**SUPPLIED DATA**
********

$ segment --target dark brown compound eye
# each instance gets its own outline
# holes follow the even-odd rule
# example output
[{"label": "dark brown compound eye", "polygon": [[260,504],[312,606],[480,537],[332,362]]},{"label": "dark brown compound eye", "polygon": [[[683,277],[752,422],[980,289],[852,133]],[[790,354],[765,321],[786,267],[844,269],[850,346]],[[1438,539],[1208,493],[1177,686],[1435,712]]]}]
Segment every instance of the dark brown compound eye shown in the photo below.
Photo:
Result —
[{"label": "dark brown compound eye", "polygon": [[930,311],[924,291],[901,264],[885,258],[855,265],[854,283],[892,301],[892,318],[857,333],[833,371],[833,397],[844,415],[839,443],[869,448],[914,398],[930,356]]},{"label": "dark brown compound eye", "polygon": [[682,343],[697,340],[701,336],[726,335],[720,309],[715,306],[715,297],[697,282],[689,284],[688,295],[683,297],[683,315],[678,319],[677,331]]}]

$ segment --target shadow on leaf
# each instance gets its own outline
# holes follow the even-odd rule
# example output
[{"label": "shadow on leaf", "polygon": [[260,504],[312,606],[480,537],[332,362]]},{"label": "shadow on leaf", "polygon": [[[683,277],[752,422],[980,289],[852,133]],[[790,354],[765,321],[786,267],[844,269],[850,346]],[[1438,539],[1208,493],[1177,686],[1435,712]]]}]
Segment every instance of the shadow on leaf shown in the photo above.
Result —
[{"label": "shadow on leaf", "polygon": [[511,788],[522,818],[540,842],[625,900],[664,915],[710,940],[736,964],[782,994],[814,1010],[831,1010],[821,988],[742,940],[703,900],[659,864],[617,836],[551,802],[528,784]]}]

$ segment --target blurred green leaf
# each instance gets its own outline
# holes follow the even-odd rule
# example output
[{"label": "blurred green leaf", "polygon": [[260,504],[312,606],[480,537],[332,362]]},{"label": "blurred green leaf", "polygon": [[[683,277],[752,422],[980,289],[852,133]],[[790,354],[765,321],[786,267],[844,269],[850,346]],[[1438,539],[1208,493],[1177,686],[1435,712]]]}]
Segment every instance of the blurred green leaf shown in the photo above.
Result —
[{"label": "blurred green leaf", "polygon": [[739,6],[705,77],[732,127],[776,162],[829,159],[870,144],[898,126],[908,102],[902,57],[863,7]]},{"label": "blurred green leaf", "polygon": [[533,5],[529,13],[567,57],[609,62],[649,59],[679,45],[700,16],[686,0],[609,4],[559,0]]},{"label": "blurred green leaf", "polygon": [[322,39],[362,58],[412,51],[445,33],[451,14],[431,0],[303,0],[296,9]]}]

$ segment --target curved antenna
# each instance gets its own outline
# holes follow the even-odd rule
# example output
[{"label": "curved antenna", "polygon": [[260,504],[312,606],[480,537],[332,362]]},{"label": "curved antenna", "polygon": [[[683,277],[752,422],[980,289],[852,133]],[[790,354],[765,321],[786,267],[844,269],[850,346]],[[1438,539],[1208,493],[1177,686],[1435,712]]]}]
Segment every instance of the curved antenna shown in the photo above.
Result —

********

**PROBLEM**
Go through the data and copy each line exactly as it reads.

**RESPONSE BOX**
$ segment --target dark brown compound eye
# each instance gets its own outline
# holes follow the even-odd rule
# example output
[{"label": "dark brown compound eye", "polygon": [[260,504],[312,606],[480,537],[332,362]]},{"label": "dark brown compound eye", "polygon": [[[683,277],[752,422],[980,289],[852,133]],[[790,354],[765,321],[786,267],[844,269],[850,346]],[[1438,539],[1208,493],[1177,686],[1435,712]]]}]
Segment every instance of the dark brown compound eye shown in the photo below.
Photo:
Result —
[{"label": "dark brown compound eye", "polygon": [[930,311],[924,291],[901,264],[885,258],[855,265],[854,283],[892,301],[892,318],[857,333],[833,371],[833,397],[844,415],[839,443],[869,448],[914,398],[930,356]]},{"label": "dark brown compound eye", "polygon": [[682,343],[697,340],[701,336],[726,335],[720,309],[715,306],[715,297],[697,282],[689,284],[688,295],[683,297],[683,315],[678,319],[677,331]]}]

$ segment --target shadow on leaf
# each instance gets its own outline
# holes follow the even-odd rule
# example output
[{"label": "shadow on leaf", "polygon": [[260,504],[312,606],[480,537],[332,362]]},{"label": "shadow on leaf", "polygon": [[[683,277],[752,422],[980,289],[852,133]],[[790,354],[765,321],[786,267],[844,269],[850,346]],[[1438,539],[1208,493],[1177,686],[1435,712]]]}]
Segment every instance of the shadow on leaf shown in the photo above.
Result —
[{"label": "shadow on leaf", "polygon": [[511,788],[522,818],[540,842],[625,900],[664,915],[710,940],[736,964],[782,994],[814,1010],[831,1010],[821,988],[742,940],[703,900],[659,864],[617,836],[551,802],[528,784]]}]

$ segment --target blurred green leaf
# each instance gets its own outline
# holes follow the even-odd rule
# example output
[{"label": "blurred green leaf", "polygon": [[260,504],[312,606],[480,537],[332,362]]},{"label": "blurred green leaf", "polygon": [[[683,277],[752,422],[980,289],[852,133]],[[790,354],[765,321],[786,267],[844,269],[850,346]],[[1438,539],[1208,493],[1177,686],[1435,712]]]}]
Segment every instance of the blurred green leaf shown in the photo above.
Result —
[{"label": "blurred green leaf", "polygon": [[739,6],[705,77],[732,127],[776,162],[829,159],[870,144],[898,126],[908,102],[902,57],[863,7]]},{"label": "blurred green leaf", "polygon": [[533,5],[529,13],[567,57],[609,62],[649,59],[679,45],[700,16],[686,0],[609,4],[559,0]]},{"label": "blurred green leaf", "polygon": [[322,39],[362,58],[412,51],[445,33],[451,14],[431,0],[303,0],[296,9]]}]

$ segment --target curved antenna
# each instance gets its own outline
# holes follow the even-odd rule
# example output
[{"label": "curved antenna", "polygon": [[260,504],[312,606],[480,537],[332,362]]},{"label": "curved antenna", "polygon": [[[683,277],[752,422],[980,289],[852,133]],[[790,354],[765,321],[786,267],[844,269],[850,346]],[[1438,539],[1208,493],[1177,686],[1435,712]]]}]
Segment every instance of the curved antenna shown in the photo above.
Result —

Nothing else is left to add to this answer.